Text segment »
::::::

One email could change everything.
“I was really elevated,” Rose Jacques said, “but then everything came crashing down.”
Jacques, a University of Florida junior majoring in international studies and Japanese studies, is one of 60 students who have been waiting to study abroad in Japan since the country closed its borders in 2020.
Jacques applied to the exchange program in Kansai Gaidai University in the spring of that year. But, during the summer, she received an email from the university stating the program had been canceled due to the COVID-19 pandemic. Since then, she has been waiting two years for the opportunity to study abroad in Japan.
“I was really devastated at first because I was looking forward to this since high school,” Jacques said.
Rajudarshan Persaud, a third-year majoring in computer science and Japanese, is another student who applied to the exchange program in Kansai Gaidai University.
“I was very interested in the language, and I wanted to immerse myself in the culture,” he said.
The continued cancellation of the program had major impacts on students like Persaud and Jacques.
“I had a very rough time trying to figure out how I was going to graduate on time,” Persaud said.
Jacques, on the other hand, lost a $10,000 scholarship after the program was first canceled.
Maria Selezneva, the adviser for Russia, Southeast Asia and Law programs at the University of Florida International Center, was also troubled by the situation.
Selezneva had to update academic advising forms and work directly with each student’s adviser each semester.
“It was really hard,” she said. “We didn’t know how this pandemic would unfold.”

::::::

[Stored items]
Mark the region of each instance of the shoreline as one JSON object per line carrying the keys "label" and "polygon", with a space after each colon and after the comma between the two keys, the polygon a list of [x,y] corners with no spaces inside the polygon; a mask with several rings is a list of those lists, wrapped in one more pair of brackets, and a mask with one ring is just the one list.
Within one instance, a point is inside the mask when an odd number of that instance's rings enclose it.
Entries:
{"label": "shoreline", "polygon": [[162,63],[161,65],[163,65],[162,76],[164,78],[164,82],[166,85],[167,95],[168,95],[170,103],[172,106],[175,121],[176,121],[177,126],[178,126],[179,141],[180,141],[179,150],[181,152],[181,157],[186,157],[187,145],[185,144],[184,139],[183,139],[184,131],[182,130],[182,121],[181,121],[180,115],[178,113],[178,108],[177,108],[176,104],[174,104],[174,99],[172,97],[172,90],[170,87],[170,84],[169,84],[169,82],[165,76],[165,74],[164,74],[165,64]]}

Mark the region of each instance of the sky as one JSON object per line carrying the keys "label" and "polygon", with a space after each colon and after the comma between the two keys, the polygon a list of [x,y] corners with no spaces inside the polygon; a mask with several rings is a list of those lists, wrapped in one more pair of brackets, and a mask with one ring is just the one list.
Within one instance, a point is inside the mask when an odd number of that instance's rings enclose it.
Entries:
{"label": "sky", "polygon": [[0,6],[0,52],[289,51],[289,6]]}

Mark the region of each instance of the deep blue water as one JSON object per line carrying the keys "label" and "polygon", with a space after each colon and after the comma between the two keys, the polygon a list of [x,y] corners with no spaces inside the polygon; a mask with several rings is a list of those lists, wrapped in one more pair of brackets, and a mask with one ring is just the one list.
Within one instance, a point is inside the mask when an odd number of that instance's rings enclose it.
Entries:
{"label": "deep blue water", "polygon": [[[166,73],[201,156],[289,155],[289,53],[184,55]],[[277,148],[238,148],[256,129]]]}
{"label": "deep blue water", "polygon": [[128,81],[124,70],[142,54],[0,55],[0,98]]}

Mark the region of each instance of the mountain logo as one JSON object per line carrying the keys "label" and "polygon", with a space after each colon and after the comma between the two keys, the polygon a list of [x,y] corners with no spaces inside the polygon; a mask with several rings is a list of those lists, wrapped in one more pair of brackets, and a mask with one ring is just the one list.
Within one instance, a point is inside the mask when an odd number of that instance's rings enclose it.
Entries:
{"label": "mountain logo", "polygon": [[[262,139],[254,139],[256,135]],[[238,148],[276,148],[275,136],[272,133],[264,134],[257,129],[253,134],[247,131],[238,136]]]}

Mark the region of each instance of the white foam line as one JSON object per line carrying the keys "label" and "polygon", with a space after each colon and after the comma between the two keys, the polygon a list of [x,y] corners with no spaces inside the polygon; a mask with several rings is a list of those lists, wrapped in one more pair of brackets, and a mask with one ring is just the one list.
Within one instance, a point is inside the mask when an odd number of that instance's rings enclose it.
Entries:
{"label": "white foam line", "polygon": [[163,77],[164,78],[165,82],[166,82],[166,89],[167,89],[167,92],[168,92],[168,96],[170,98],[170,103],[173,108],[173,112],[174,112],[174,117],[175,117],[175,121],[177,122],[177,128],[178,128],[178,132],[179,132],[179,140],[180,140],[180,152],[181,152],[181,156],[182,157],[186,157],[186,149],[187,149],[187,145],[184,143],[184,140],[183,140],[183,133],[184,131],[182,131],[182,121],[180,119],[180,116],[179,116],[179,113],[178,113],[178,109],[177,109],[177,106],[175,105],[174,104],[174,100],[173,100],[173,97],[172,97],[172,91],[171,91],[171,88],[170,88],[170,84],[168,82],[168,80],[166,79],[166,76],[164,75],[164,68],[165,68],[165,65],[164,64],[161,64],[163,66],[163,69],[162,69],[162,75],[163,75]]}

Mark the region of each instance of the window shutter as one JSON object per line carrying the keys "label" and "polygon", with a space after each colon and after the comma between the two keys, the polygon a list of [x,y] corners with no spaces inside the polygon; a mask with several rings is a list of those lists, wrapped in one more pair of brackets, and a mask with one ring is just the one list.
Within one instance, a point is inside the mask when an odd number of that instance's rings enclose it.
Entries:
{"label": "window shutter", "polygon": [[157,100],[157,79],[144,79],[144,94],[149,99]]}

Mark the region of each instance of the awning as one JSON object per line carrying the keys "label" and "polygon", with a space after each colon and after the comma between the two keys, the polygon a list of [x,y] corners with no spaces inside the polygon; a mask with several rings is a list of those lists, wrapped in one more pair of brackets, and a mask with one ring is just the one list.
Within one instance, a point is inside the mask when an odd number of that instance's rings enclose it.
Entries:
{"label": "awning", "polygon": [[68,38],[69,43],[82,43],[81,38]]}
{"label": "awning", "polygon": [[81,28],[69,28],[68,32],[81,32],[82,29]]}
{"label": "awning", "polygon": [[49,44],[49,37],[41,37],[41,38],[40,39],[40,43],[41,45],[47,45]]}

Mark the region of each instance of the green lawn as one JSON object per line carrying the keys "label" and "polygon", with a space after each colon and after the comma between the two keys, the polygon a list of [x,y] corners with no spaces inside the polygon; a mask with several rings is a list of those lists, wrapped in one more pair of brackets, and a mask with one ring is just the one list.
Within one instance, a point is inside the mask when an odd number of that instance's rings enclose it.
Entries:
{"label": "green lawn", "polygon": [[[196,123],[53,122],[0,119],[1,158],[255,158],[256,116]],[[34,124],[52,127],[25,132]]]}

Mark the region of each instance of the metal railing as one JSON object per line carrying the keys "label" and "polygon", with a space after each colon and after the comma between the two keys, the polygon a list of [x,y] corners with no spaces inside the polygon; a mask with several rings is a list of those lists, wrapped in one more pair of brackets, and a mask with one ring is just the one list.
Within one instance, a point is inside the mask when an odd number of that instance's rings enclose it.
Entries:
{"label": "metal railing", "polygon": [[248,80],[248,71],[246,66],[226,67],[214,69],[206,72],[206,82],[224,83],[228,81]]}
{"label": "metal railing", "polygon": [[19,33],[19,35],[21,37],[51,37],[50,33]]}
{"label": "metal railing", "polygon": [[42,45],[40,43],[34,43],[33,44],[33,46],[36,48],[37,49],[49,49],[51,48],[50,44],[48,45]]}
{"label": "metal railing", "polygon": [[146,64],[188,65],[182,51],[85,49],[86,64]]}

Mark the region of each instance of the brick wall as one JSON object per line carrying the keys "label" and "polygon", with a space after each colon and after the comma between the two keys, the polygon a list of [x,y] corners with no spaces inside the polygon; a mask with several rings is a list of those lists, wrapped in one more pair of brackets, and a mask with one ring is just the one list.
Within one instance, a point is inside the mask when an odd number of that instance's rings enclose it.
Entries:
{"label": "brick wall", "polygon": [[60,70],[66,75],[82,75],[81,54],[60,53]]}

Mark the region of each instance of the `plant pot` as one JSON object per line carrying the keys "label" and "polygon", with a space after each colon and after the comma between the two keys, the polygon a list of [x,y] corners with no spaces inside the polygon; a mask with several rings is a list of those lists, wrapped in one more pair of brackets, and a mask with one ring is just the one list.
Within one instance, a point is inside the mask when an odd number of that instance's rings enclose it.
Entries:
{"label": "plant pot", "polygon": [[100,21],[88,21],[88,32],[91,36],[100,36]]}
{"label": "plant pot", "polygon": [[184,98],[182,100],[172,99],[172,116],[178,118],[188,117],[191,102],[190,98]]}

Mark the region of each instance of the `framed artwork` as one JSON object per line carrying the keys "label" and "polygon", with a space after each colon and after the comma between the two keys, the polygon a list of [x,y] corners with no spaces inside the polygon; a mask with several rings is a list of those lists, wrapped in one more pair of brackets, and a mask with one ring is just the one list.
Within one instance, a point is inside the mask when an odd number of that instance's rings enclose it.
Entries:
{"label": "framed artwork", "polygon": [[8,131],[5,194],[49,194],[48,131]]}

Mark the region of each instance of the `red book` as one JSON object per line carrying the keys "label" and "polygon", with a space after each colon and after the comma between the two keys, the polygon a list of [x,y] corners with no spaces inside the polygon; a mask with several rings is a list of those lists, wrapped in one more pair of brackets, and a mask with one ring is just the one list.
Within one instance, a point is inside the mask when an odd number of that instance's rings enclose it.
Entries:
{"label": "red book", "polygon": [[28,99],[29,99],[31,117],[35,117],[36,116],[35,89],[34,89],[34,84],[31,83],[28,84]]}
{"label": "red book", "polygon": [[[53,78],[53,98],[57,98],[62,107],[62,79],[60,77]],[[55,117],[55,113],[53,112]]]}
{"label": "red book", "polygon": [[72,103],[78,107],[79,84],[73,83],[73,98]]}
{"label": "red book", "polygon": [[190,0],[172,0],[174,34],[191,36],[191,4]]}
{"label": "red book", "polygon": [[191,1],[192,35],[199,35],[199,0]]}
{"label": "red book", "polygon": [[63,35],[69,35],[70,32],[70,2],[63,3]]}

::::::

Task list »
a – Answer these questions about the study-abroad article:
(i) How many students have been waiting to study abroad in Japan since the country closed its borders?
(ii) What two subjects is Rajudarshan Persaud majoring in?
(iii) How much was the scholarship Jacques lost after the program was first canceled?
b – Extract the part of the study-abroad article that begins at the words "One email could" and stops after the words "abroad in Japan.", copying it unchanged.
c – Which people does the study-abroad article name? List every one in full.
None of the stored items is needed here.

Task-by-task results »
a –
(i) 60 students
(ii) Computer science and Japanese
(iii) $10,000

b –
One email could change everything.
“I was really elevated,” Rose Jacques said, “but then everything came crashing down.”
Jacques, a University of Florida junior majoring in international studies and Japanese studies, is one of 60 students who have been waiting to study abroad in Japan since the country closed its borders in 2020.
Jacques applied to the exchange program in Kansai Gaidai University in the spring of that year. But, during the summer, she received an email from the university stating the program had been canceled due to the COVID-19 pandemic. Since then, she has been waiting two years for the opportunity to study abroad in Japan.

c –
Rose Jacques
Rajudarshan Persaud
Maria Selezneva